### Material provided ###

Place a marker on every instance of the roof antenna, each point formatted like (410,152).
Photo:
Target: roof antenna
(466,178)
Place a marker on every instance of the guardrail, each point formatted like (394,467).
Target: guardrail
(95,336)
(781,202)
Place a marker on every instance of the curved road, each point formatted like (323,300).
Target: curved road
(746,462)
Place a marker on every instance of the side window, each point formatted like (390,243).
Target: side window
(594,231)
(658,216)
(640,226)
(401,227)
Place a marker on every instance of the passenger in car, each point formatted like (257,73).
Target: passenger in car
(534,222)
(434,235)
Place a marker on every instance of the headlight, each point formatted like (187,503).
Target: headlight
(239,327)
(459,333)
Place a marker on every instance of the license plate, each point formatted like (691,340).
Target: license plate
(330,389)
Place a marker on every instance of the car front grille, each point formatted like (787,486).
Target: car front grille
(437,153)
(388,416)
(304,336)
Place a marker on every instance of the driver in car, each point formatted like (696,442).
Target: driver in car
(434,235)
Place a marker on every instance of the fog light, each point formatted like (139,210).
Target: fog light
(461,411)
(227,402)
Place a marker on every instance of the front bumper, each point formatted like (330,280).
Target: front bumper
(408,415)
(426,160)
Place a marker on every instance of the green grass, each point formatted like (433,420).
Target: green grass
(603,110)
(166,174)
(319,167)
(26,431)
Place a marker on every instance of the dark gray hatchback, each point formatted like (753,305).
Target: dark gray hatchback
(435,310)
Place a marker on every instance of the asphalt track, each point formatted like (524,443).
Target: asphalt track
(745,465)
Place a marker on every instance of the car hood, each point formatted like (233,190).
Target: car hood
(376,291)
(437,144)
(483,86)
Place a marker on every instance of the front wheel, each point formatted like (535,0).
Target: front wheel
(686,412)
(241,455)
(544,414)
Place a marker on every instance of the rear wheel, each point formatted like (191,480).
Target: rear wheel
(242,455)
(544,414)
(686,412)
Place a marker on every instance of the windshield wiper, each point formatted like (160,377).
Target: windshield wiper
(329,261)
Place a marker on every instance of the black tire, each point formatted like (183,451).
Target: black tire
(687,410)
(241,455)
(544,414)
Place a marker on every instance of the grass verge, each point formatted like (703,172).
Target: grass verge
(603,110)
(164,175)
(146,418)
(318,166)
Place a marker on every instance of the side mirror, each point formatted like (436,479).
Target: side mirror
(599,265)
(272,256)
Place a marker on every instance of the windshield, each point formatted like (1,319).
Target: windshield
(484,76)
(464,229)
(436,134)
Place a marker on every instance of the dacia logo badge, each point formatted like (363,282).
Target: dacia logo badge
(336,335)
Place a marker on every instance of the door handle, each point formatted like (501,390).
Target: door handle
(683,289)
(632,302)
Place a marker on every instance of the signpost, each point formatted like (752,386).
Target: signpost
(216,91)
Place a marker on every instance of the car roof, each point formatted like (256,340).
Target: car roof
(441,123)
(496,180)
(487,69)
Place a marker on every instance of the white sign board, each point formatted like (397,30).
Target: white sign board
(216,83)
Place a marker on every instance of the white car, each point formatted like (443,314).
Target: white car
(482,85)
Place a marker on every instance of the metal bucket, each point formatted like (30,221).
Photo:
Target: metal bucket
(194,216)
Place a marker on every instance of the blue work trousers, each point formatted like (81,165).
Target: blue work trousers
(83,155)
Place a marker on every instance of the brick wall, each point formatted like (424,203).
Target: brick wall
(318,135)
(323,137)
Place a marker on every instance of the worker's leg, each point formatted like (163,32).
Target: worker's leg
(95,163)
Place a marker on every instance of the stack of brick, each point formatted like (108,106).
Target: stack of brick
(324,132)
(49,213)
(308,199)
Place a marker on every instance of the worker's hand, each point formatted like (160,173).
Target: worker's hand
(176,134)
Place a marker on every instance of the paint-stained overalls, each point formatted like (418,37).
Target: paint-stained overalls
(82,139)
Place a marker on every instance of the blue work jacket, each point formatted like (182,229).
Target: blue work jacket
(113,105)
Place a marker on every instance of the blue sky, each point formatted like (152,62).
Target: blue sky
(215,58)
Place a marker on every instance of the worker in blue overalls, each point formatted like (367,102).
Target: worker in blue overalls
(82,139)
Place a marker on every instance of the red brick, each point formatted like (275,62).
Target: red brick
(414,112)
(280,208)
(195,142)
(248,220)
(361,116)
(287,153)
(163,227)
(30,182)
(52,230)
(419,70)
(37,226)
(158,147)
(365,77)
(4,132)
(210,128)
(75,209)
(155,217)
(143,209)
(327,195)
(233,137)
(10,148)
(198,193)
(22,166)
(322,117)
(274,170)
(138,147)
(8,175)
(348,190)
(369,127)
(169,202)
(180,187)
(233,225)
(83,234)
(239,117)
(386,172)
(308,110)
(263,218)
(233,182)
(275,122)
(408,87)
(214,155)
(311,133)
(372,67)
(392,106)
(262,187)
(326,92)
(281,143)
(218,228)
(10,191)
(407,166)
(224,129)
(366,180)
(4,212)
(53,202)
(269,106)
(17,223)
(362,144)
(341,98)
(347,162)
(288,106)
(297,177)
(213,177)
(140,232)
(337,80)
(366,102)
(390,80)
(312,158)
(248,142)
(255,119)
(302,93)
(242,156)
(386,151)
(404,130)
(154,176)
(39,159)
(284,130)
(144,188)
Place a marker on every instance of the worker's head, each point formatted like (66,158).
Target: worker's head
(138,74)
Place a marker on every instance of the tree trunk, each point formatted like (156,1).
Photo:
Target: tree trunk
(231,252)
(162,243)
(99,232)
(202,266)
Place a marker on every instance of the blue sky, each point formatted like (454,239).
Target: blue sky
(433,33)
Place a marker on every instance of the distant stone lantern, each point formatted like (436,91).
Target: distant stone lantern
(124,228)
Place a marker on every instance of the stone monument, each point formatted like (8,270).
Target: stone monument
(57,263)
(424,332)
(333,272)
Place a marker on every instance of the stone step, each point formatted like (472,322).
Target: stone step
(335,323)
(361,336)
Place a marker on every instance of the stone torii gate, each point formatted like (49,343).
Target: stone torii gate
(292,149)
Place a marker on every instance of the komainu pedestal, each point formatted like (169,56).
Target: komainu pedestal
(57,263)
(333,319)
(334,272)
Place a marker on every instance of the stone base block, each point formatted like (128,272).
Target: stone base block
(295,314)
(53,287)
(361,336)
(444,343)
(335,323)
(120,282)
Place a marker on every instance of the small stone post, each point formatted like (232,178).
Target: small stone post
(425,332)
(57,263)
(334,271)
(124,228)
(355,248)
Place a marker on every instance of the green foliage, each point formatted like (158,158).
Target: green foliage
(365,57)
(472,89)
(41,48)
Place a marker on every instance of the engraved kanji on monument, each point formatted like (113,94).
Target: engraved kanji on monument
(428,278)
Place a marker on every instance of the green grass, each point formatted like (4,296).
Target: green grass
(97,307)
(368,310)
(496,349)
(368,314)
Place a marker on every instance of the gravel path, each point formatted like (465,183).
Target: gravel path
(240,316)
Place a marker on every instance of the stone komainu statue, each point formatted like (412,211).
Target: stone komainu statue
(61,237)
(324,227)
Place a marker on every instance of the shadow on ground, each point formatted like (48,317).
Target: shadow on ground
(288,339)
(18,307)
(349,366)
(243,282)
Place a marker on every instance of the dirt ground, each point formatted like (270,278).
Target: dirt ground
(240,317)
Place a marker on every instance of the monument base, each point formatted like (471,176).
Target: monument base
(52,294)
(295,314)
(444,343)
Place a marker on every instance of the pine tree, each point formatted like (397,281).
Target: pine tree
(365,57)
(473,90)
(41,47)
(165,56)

###

• Task description: The records given above are to be repeated in full, exactly.

• Your solution:
Place a marker on every instance of the roof antenna, each point formatted like (410,152).
Photo:
Target: roof antenna
(466,178)
Place a marker on every instance of the guardrail, each point formatted like (394,467).
Target: guardrail
(95,336)
(781,202)
Place a marker on every instance of the curved road, each point formatted like (323,300).
Target: curved road
(746,462)
Place a marker on every instance of the side window, each point formatted like (390,243).
Target: side window
(594,231)
(658,216)
(640,226)
(401,227)
Place a marker on every instance of the passenger in car, each point formatted like (257,73).
Target: passenger in car
(534,222)
(434,235)
Place a marker on every instance of the headlight, each point formatted like (187,503).
Target: headlight
(239,327)
(459,333)
Place a marker on every instance of the license plate, each point formatted like (691,340).
Target: license plate
(330,389)
Place a marker on every instance of the car front grille, each point formatted like (787,486).
Target: car front grille
(437,153)
(388,416)
(304,336)
Place a marker on every instance of the driver in car, each point formatted like (696,442).
Target: driver in car
(434,235)
Place a marker on every instance of the fog light, each point formatted like (139,210).
Target: fog light
(461,411)
(227,402)
Place a marker on every instance of the front bumper, each point formatted like (330,280).
Target: front bumper
(408,415)
(426,160)
Place a marker on every instance of the green grass, each point formatted like (433,420).
Target: green grass
(603,110)
(166,174)
(319,167)
(26,431)
Place a marker on every instance of the dark gray hatchback, each point formatted like (753,305).
Target: dark gray hatchback
(435,310)
Place a marker on every instance of the asphalt track, each point formatted like (524,443).
Target: asphalt track
(745,465)
Place a marker on every instance of the car hood, each point formatted like (233,190).
Target: car hood
(376,291)
(437,144)
(483,86)
Place a marker on every instance of the front wheel, each point formatted like (535,0).
Target: front wheel
(686,412)
(241,455)
(544,414)
Place a marker on every instance of the rear wheel, each point formatted like (191,480).
Target: rear wheel
(242,455)
(544,414)
(686,412)
Place a marker on every instance of the windshield wiper, each point formatted like (160,377).
Target: windshield wiper
(329,261)
Place a marker on every instance of the black tire, each point formatted like (183,451).
Target: black tire
(687,410)
(241,455)
(544,414)
Place a marker on every instance of the grass verge, each point formatted like (703,172).
Target: grass verge
(603,110)
(164,175)
(146,418)
(318,166)
Place a marker on every instance of the side mirror, each point formatted like (436,479).
Target: side mirror
(599,265)
(272,256)
Place a marker on every instance of the windshield, each point formatted like (1,319).
Target: windshield
(484,76)
(464,229)
(436,134)
Place a marker on every instance of the dacia logo badge, each point formatted like (363,282).
Target: dacia logo badge
(336,335)
Place a marker on every instance of the door handle, each point formatted like (501,390).
Target: door handle
(683,289)
(632,302)
Place a marker on every instance of the signpost, each point formatted like (752,386).
Target: signpost
(216,91)
Place a marker on every instance of the car roof, each point formatted like (256,340).
Target: car roof
(441,123)
(496,180)
(487,69)
Place a marker on every instance of the white sign board, each point formatted like (397,30).
Target: white sign board
(216,83)
Place a marker on every instance of the white car, each point formatted like (443,314).
Target: white car
(482,85)
Place a marker on every instance of the metal bucket, each point formatted like (30,221).
Photo:
Target: metal bucket
(194,216)
Place a marker on every instance of the blue work trousers, each point formatted like (81,165).
Target: blue work trousers
(83,155)
Place a marker on every instance of the brick wall, each point formatted like (424,203).
Target: brick wall
(318,135)
(323,137)
Place a marker on every instance of the worker's leg, each point formatted like (163,32).
Target: worker's leg
(95,163)
Place a marker on every instance of the stack of brick, each point formatted like (108,106).
Target: stack of brick
(324,132)
(49,213)
(308,199)
Place a marker on every instance of the worker's hand, each point formatted like (160,173).
Target: worker's hand
(176,134)
Place a marker on every instance of the paint-stained overalls, each point formatted like (418,37).
Target: paint-stained overalls
(82,139)
Place a marker on every instance of the blue work jacket, each point formatted like (182,229).
Target: blue work jacket
(113,105)
Place a marker on every instance of the blue sky, each point formatted like (152,62).
Target: blue sky
(215,58)
Place a marker on every instance of the worker in blue overalls, each point formatted like (367,102).
Target: worker in blue overalls
(82,139)
Place a marker on every instance of the red brick, each point formatted like (275,62).
Target: red brick
(414,112)
(280,208)
(195,142)
(248,220)
(361,116)
(287,153)
(163,227)
(30,182)
(52,230)
(419,70)
(37,226)
(158,147)
(365,77)
(4,132)
(210,128)
(75,209)
(155,217)
(143,209)
(327,195)
(233,137)
(10,148)
(198,193)
(22,166)
(322,117)
(274,170)
(138,147)
(8,175)
(348,190)
(369,127)
(169,202)
(180,187)
(233,225)
(83,234)
(239,117)
(386,172)
(308,110)
(263,218)
(233,182)
(275,122)
(408,87)
(214,155)
(311,133)
(372,67)
(392,106)
(262,187)
(326,92)
(281,143)
(218,228)
(10,191)
(407,166)
(224,129)
(366,180)
(4,212)
(53,202)
(269,106)
(17,223)
(362,144)
(341,98)
(347,162)
(288,106)
(297,177)
(213,177)
(140,232)
(337,80)
(366,102)
(390,80)
(312,158)
(248,142)
(255,119)
(302,93)
(242,156)
(386,151)
(404,130)
(154,176)
(39,159)
(284,130)
(144,188)
Place a marker on every instance of the worker's head, each point formatted like (66,158).
Target: worker's head
(138,74)
Place a marker on every instance of the tree trunk, each point formatted like (156,1).
Photo:
Target: tree trunk
(231,252)
(162,243)
(99,232)
(202,266)
Place a marker on every instance of the blue sky, each point formatted like (454,239).
Target: blue sky
(433,33)
Place a marker on every instance of the distant stone lantern, each point formatted like (436,91).
Target: distant stone lantern
(124,228)
Place a marker on every instance of the stone monument, each point formatted like (8,270).
Target: stone monument
(57,263)
(424,332)
(333,272)
Place a marker on every instance of the stone step, each point formatted like (472,322).
Target: stone step
(335,323)
(361,336)
Place a marker on every instance of the stone torii gate, each point formatted like (49,343).
Target: stone torii gate
(292,149)
Place a marker on every instance of the komainu pedestal, each point formatted like (169,56).
Target: komainu pedestal
(57,263)
(333,319)
(334,272)
Place a marker on every instance of the stone base block, each point formatted like (128,272).
Target: stone base block
(295,314)
(53,287)
(361,336)
(444,343)
(335,323)
(120,282)
Place a marker on every instance of the small stone post, each point formatted like (232,178).
Target: small stone post
(425,332)
(57,263)
(334,271)
(124,228)
(355,248)
Place a marker on every instance of the green foliage, each point formatted like (158,158).
Target: green foliage
(365,57)
(472,89)
(41,48)
Place a marker on every instance of the engraved kanji on monument, each point formatted like (113,94).
Target: engraved kanji on monument
(428,278)
Place a marker on every instance of the green grass, each point formatted like (4,296).
Target: green grass
(97,307)
(368,310)
(496,349)
(368,314)
Place a marker on every instance of the gravel path, each point formatted like (465,183).
Target: gravel path
(240,316)
Place a marker on every instance of the stone komainu statue, each point formatted like (412,211).
Target: stone komainu statue
(61,237)
(324,227)
Place a marker on every instance of the shadow on ground, each point formatted like (48,317).
Target: shadow on ground
(288,339)
(18,307)
(349,366)
(243,282)
Place a marker on every instance of the dirt ground, each point formatted like (270,278).
Target: dirt ground
(240,317)
Place a marker on every instance of the monument base, each point formatted like (471,176).
Target: monument base
(52,294)
(295,314)
(444,343)
Place a marker on every instance of the pine tree, each point formatted like (397,281).
Target: pine tree
(365,57)
(473,90)
(41,47)
(165,56)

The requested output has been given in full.